== Material shown
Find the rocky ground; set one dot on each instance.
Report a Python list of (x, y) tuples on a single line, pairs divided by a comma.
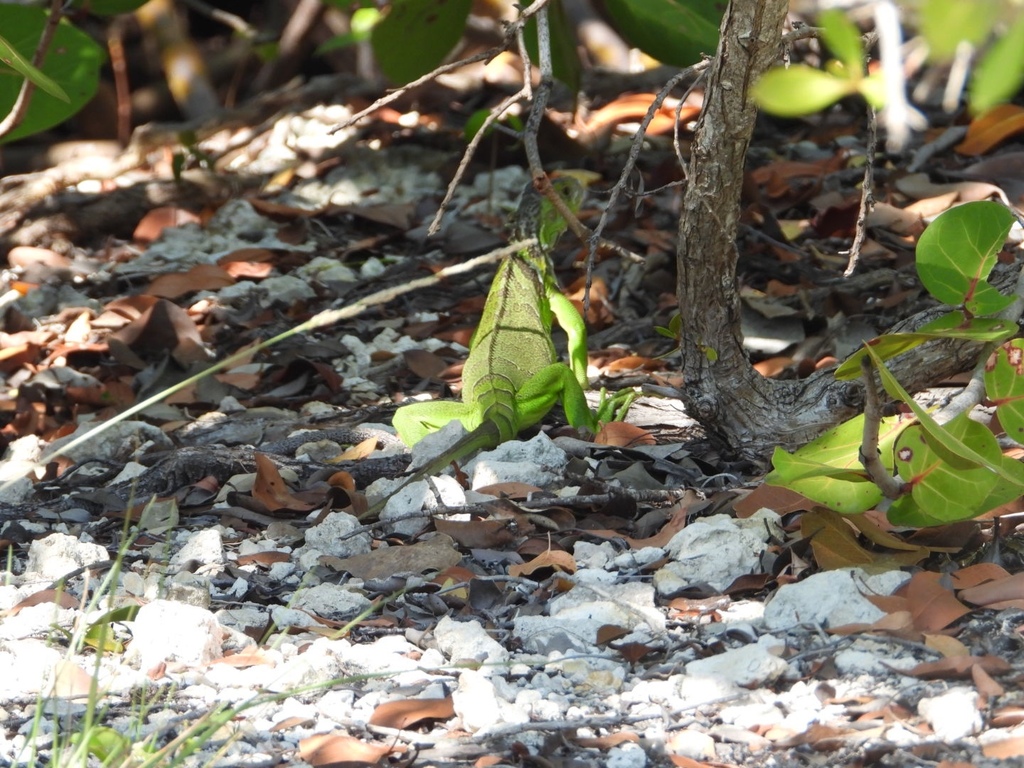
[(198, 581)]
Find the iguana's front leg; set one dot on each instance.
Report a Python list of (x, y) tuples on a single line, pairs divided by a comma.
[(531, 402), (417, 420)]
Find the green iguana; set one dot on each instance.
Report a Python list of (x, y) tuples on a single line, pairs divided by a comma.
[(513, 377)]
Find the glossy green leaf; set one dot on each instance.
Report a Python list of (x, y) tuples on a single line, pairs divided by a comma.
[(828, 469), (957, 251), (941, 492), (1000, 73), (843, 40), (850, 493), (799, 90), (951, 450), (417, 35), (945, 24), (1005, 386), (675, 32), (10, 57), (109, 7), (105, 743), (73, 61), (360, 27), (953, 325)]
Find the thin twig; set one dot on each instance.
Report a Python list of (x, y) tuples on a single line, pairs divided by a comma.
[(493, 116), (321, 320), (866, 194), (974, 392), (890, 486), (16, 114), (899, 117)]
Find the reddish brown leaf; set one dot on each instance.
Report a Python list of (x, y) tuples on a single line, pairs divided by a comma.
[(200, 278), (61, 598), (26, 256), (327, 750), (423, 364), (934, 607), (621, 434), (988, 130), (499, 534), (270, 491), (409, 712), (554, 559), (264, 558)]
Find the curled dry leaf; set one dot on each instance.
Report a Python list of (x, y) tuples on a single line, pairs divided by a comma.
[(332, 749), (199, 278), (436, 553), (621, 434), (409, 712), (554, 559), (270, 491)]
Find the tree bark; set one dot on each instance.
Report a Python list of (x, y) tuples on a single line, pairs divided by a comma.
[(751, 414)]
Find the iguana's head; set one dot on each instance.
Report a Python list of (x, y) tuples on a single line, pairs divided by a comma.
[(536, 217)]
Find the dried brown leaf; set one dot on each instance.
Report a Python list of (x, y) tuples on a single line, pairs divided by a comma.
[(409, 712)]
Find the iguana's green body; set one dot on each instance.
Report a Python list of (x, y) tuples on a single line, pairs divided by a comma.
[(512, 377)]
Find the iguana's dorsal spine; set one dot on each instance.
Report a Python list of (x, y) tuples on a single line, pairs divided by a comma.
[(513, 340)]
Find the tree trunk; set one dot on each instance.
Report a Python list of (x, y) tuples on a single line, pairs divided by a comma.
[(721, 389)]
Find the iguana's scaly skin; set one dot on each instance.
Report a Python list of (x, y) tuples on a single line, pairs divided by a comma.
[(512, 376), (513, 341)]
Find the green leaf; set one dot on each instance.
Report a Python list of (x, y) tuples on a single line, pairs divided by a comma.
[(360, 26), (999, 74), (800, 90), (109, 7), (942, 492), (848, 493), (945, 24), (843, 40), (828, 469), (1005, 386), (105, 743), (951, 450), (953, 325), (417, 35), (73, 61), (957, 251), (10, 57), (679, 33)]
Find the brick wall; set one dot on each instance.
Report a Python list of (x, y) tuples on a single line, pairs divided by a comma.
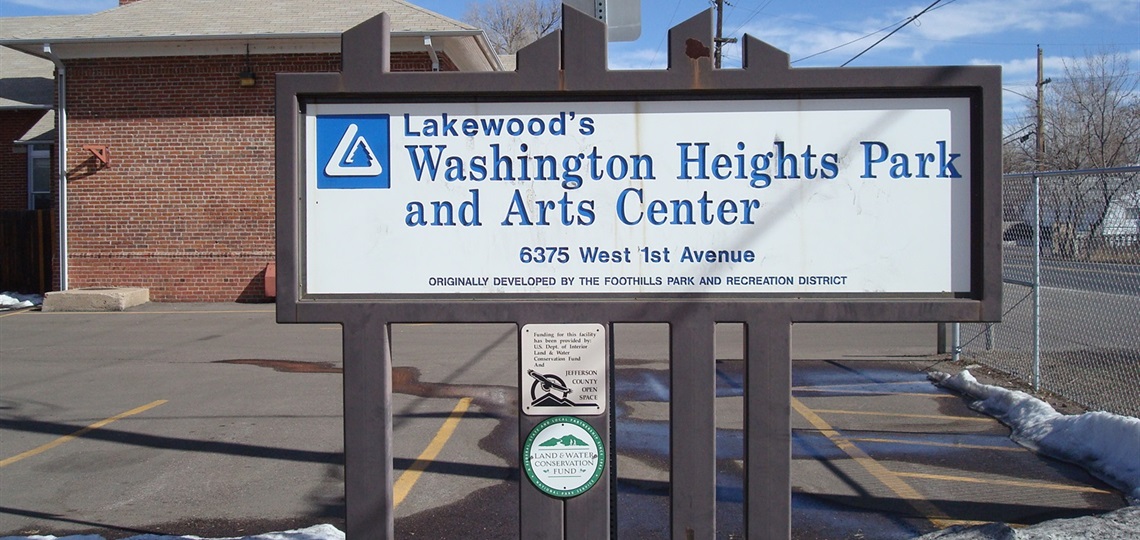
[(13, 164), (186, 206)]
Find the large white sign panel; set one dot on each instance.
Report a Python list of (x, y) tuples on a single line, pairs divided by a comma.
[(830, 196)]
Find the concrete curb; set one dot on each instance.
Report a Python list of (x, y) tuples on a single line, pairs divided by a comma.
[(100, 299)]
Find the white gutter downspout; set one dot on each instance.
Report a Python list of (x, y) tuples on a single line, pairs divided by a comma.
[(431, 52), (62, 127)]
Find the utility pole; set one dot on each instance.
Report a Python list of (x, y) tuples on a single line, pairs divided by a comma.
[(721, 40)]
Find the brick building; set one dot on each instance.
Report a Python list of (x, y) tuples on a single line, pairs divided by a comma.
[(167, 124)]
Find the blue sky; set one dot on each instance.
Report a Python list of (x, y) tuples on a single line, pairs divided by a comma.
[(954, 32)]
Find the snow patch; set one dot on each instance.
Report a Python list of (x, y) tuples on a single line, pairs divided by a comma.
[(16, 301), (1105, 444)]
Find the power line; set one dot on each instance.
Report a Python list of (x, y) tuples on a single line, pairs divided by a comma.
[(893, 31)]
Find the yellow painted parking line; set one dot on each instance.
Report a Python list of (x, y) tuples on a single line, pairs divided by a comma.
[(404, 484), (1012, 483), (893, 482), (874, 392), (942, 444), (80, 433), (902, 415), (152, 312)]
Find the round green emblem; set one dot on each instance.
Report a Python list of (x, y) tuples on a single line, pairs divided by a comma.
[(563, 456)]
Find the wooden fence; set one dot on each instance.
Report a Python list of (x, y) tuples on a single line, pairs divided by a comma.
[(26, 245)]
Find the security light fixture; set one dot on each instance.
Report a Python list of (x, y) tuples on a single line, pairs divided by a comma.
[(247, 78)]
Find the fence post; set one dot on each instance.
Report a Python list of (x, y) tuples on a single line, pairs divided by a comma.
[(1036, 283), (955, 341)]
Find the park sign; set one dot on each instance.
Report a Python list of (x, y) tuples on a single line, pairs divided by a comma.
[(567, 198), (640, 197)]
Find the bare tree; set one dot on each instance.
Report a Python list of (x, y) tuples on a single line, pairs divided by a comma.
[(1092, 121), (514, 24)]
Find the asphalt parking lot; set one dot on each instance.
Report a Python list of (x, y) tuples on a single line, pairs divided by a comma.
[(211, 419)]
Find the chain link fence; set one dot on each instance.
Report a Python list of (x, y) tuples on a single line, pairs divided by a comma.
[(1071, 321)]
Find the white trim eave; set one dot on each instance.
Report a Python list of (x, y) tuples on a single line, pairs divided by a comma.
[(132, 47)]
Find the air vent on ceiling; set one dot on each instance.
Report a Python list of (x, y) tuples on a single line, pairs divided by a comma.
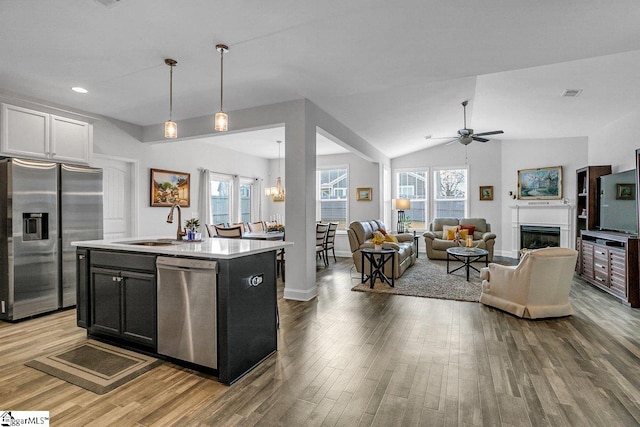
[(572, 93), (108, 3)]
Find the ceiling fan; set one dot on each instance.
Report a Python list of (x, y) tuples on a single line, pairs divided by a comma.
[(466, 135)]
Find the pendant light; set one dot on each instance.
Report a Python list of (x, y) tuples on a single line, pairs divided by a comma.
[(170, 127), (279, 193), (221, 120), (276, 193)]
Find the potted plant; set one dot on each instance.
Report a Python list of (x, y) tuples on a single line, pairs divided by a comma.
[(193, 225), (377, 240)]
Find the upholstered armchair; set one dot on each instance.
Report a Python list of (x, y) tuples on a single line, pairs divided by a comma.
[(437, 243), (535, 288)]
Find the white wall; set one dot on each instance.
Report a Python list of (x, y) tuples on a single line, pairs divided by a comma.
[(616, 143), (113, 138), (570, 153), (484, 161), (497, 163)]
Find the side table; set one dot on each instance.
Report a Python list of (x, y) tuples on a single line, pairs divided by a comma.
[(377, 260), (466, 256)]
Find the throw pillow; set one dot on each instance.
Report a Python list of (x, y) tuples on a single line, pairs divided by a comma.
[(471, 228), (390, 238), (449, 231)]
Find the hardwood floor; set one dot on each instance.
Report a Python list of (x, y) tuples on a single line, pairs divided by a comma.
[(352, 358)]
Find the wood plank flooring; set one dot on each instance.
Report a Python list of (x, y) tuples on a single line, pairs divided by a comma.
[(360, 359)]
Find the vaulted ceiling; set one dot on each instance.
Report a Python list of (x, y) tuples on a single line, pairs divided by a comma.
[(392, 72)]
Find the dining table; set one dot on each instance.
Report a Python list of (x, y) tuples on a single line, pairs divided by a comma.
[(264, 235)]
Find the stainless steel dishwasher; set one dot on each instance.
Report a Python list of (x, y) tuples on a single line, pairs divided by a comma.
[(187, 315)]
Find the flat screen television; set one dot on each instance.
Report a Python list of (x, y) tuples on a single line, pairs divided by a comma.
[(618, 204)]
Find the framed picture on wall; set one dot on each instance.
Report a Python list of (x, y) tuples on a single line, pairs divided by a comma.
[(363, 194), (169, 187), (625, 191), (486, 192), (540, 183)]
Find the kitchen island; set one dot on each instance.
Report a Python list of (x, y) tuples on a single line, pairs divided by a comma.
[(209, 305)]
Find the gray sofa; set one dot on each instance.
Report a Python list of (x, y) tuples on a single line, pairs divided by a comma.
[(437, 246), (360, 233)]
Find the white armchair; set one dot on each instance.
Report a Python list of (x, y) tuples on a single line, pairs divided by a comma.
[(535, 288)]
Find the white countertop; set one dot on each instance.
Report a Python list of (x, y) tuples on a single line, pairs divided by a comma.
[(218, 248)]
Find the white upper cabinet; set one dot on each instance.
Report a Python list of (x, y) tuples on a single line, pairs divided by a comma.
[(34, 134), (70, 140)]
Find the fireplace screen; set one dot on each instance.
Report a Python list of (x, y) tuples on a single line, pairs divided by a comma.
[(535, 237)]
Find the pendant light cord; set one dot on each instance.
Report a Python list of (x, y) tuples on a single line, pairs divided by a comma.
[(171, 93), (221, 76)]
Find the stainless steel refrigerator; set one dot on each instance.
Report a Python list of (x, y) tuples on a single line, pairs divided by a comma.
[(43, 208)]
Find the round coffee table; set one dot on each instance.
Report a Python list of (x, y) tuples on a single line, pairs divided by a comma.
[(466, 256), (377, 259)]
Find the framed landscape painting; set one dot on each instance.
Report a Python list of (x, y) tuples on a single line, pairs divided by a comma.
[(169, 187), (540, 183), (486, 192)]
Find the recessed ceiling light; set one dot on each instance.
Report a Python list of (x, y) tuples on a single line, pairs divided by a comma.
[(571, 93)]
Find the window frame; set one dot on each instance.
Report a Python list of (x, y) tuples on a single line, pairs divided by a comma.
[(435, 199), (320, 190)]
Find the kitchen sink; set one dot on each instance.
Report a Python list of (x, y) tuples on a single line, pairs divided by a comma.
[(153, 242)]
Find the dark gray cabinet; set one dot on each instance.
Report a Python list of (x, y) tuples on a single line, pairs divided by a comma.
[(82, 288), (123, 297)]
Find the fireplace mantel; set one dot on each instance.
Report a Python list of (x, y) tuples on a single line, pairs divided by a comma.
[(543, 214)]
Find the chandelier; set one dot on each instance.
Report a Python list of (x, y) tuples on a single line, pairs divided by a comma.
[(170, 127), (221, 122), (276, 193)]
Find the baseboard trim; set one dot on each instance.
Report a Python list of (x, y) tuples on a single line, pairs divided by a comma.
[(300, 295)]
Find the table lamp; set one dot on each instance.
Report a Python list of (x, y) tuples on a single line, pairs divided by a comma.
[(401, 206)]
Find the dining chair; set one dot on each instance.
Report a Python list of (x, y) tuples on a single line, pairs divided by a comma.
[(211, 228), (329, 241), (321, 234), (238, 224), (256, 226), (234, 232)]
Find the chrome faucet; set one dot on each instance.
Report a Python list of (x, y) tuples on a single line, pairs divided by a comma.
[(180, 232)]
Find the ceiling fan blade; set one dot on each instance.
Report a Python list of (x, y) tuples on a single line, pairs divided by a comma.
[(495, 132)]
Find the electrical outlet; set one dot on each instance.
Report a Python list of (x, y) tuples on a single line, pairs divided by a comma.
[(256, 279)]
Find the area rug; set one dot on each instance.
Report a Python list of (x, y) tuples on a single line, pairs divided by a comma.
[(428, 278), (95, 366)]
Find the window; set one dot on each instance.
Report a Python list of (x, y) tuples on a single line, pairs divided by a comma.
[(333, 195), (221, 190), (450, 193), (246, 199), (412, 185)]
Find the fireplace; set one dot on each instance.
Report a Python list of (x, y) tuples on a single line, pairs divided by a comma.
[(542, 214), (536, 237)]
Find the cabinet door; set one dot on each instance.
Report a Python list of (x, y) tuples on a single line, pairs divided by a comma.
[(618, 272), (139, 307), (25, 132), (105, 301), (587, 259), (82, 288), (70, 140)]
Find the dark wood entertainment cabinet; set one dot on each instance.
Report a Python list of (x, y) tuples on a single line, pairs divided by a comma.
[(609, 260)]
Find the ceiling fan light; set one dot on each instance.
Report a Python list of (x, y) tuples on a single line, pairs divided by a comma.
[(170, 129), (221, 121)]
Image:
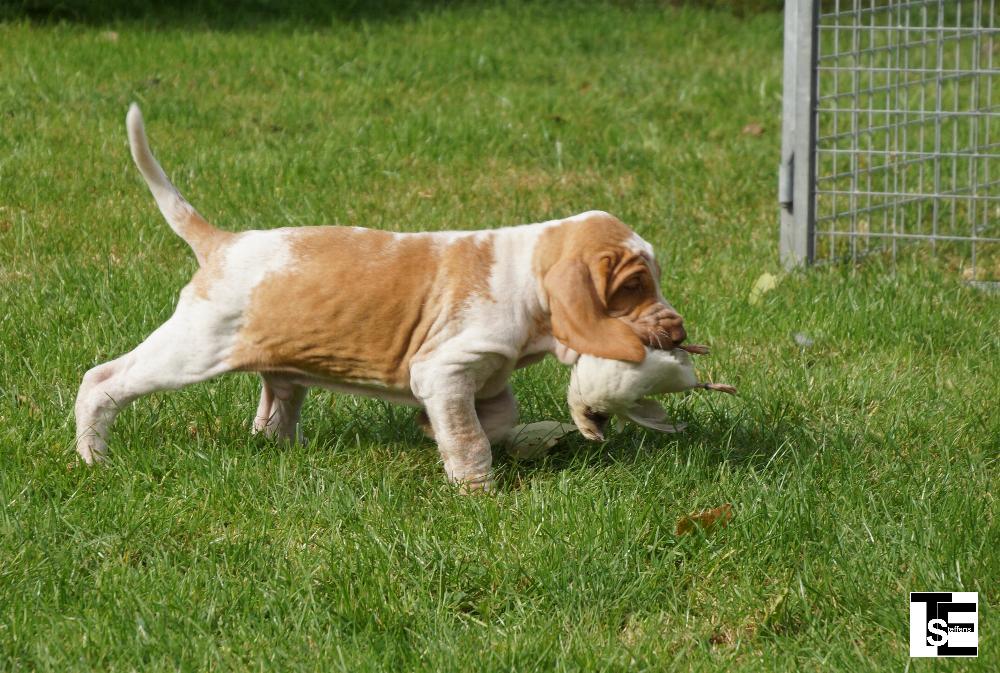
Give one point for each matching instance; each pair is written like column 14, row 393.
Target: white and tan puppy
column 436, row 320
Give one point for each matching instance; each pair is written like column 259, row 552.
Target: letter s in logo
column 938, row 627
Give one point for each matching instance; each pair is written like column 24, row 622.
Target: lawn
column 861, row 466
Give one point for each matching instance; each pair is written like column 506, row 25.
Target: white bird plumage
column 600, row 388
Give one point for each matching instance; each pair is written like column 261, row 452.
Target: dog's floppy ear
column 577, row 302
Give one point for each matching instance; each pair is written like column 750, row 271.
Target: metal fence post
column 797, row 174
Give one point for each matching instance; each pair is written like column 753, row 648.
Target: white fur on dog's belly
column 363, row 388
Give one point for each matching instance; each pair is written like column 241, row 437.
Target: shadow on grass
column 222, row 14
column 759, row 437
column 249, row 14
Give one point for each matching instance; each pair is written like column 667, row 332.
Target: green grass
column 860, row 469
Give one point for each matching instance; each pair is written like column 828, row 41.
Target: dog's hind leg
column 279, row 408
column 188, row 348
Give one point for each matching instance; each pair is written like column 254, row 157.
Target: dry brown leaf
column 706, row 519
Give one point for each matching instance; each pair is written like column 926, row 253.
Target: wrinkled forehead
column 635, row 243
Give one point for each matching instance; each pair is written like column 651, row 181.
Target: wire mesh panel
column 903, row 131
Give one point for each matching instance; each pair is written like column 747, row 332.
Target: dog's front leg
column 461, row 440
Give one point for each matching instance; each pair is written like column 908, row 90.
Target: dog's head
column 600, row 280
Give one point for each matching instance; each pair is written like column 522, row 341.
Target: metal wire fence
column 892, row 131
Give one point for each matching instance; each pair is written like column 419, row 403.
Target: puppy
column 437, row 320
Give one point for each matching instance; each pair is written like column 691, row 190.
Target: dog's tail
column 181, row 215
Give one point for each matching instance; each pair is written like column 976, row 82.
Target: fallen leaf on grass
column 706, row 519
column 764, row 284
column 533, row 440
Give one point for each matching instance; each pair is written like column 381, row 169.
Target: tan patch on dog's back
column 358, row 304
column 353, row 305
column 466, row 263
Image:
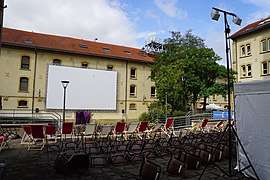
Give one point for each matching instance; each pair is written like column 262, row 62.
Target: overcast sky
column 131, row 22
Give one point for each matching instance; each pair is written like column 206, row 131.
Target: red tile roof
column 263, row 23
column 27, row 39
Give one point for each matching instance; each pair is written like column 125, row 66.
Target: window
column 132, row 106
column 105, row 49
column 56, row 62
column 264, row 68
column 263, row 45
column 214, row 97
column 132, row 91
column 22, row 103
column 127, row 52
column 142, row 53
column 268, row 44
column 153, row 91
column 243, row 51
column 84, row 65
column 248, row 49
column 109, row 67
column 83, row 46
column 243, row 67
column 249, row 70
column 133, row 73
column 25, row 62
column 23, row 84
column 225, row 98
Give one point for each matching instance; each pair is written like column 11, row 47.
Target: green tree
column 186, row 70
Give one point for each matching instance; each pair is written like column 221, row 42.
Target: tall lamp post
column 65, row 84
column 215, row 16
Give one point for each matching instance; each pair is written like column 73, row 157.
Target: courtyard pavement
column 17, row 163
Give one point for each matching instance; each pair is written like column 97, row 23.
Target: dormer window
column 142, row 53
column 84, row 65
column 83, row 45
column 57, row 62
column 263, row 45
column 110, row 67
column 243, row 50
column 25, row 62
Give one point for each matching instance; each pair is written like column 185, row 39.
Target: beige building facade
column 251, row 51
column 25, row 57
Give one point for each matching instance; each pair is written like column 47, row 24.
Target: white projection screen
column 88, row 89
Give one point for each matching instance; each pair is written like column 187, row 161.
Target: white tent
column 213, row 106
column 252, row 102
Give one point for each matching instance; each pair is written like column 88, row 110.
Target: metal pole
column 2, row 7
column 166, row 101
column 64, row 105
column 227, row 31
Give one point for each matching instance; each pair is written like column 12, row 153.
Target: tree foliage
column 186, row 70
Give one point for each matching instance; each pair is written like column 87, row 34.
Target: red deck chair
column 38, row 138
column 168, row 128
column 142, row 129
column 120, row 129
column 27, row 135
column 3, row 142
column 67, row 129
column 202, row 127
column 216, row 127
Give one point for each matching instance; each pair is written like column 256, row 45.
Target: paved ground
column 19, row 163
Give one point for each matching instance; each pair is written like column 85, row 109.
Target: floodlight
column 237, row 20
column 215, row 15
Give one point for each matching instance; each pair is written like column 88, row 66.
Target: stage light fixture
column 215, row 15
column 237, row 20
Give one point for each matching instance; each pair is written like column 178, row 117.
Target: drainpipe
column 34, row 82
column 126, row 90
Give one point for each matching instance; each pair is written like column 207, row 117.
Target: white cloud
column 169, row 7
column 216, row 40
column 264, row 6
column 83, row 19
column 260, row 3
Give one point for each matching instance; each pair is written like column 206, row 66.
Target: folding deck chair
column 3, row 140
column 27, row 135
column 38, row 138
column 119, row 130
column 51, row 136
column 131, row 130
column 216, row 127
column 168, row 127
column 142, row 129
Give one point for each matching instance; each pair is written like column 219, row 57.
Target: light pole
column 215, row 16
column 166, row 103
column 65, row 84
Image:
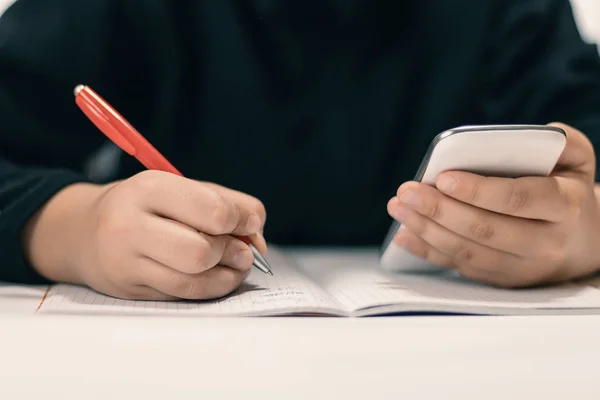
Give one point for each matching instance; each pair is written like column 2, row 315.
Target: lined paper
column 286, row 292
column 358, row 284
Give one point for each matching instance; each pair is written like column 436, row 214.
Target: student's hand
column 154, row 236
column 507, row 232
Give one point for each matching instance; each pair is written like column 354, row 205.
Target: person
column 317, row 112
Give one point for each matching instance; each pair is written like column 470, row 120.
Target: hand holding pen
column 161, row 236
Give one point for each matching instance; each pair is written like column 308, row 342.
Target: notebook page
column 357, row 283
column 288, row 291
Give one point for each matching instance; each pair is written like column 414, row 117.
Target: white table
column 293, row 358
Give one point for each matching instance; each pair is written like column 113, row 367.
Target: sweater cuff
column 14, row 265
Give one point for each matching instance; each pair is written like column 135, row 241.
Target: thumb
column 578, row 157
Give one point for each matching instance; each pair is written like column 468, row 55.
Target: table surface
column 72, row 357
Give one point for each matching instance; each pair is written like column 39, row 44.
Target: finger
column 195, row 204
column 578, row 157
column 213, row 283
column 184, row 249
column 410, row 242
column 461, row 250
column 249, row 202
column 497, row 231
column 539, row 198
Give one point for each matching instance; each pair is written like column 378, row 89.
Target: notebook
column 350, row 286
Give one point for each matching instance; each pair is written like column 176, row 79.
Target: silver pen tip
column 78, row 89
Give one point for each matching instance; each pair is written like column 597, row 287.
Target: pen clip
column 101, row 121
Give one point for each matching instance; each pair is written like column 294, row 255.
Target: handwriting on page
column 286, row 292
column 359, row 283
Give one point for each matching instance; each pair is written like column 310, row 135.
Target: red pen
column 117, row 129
====
**What you have to do:**
From the entries, report every line in which the string "kitchen" occurs.

**Response below:**
Find the kitchen island; set one dot on each instance.
Find the kitchen sink; set one dot on each instance.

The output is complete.